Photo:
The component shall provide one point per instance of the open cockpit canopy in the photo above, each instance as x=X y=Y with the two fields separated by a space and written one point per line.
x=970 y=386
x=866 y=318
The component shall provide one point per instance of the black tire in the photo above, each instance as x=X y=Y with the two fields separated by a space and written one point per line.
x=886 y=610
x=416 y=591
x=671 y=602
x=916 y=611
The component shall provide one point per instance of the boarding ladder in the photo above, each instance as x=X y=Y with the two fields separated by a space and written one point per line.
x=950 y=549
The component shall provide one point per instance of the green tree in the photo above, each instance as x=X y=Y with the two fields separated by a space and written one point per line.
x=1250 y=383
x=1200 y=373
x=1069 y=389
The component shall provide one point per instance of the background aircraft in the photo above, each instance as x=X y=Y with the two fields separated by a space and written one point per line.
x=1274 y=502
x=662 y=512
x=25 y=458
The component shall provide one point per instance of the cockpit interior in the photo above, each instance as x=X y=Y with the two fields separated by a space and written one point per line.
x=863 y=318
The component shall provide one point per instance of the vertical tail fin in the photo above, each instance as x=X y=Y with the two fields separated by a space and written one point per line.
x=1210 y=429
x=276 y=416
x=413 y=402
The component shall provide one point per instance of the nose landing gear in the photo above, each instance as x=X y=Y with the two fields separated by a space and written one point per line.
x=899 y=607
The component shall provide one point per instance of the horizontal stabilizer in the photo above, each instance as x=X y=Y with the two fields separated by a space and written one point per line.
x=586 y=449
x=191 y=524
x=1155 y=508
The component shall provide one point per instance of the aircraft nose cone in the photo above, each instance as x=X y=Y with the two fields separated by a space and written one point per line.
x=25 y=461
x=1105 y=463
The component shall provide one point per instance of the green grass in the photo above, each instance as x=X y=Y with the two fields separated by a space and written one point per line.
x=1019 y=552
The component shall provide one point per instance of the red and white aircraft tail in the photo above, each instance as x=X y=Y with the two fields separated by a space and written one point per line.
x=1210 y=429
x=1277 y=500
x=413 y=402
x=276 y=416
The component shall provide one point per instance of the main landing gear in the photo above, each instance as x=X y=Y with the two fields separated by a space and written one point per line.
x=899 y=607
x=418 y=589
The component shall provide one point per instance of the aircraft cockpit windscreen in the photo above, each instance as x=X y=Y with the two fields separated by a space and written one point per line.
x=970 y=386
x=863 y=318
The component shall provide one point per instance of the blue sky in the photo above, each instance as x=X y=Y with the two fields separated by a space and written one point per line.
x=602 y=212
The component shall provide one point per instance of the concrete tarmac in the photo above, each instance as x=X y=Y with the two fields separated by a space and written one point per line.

PROBLEM DETAILS:
Rewrite the rows from the line with "the aircraft nose" through the end of the rows, substituting "windshield" for "windscreen" and changing nothing else.

COMPLETE ANSWER:
The component shall provide one point per instance of the aircraft nose cone in the photo above, each instance as x=X y=Y with the two fields separated by a space and written one point per line.
x=25 y=461
x=1105 y=463
The component shall provide one point per instance of the green grass in the photo above, each instance as x=X y=Y with the two fields separated by a space and written one point per line.
x=1019 y=552
The component shall provide one point per instance of the red and white aircraft tail in the photo above, each instance as x=X y=Y with the two fields separated by a space and written one point per line.
x=1210 y=429
x=1277 y=500
x=413 y=402
x=276 y=416
The component shall provide one point per instance of the main landing gear in the photo above, each instance as x=X y=Y with the two fields separated by a space and written one point per line.
x=899 y=607
x=418 y=589
The component shall provide one point per instance of the aircraft cockpit windshield in the photo above, each instance as x=X y=Y with the two fields separated by a space and written one point per line.
x=970 y=386
x=863 y=318
The component shall provide one point per instance of the blue sky in the photo above, each instance as x=X y=Y with the two fields separated by a space and written one point per line.
x=602 y=212
The component shall provide one point per instance of the concrete tarmac in the photo above, each instance as x=X y=Y with the two fields separated by a space and written one point per line.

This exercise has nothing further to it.